Problems:
• a. Sum up the source text in two sentences.
• b. Repeat the records below line for line, leaving out the picture.

— Begin Source text —

A declaration that the defendant’s actions before providing the statement and utilities as requested by the plaintiff were illegal, amounts (sic) to intimidation and a breach of the original agreement.
The honourable court order by way of a declaration that the 1st and 2nd Defendants acted illegally and order discharge, release of the title deed and transfer of ownership of land reference L.R. No Nairobi/Block111/530 to the plaintiff.
The honourable court order the defendants to pay punitive and compensatory and or general damages for their misdeeds.
The honourable court order accounts to be done and the 1st and 2nd defendants to refund all the sums that the plaintiff has paid to them above the sale price of house No. 283 agreed in 1989.
Costs of this suit and any other relief that the court may deem fit to grant to the plaintiff.
On 23rd January 2014, the Plaintiff filed his Witness Statement as well as that of Jonathan Mutuku and James Banga. His written submissions were dated 17th June 2014 and filed on 18th June 2014.
THE 1ST DEFENDANT’S CASE
Its case was that the Plaintiff was granted a loan facility of Kshs 280,000/= to purchase the subject property. He defaulted as a result of which the said subject property was sold as aforesaid to the 4th Defendant who was subsequently struck out from the suit herein.

— End Source text —
— Begin Data for this task —

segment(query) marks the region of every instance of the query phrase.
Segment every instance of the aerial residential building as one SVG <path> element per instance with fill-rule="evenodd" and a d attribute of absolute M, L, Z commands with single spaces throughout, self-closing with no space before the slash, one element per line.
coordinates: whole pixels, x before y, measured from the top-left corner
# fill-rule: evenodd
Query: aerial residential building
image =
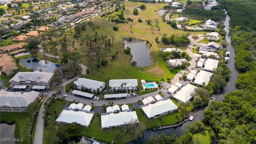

— End Data for this task —

Set of answers:
• a. The plaintiff asks the court to declare that the 1st and 2nd Defendants acted illegally, to order release of the title deed and transfer of land reference L.R. No Nairobi/Block111/530 to him, and to order damages, accounts with a refund of sums paid above the 1989 sale price of house No. 283, and costs. The 1st Defendant's case is that the plaintiff defaulted on a Kshs 280,000/= loan to buy the property, which was then sold to the 4th Defendant, who was later struck out of the suit.

• b.
segment(query) marks the region of every instance of the query phrase.
Segment every instance of the aerial residential building as one SVG <path> element per instance with fill-rule="evenodd" and a d attribute of absolute M, L, Z commands with single spaces throughout, self-closing with no space before the slash, one element per line.
coordinates: whole pixels, x before y, measured from the top-left corner
# fill-rule: evenodd
Query: aerial residential building
image =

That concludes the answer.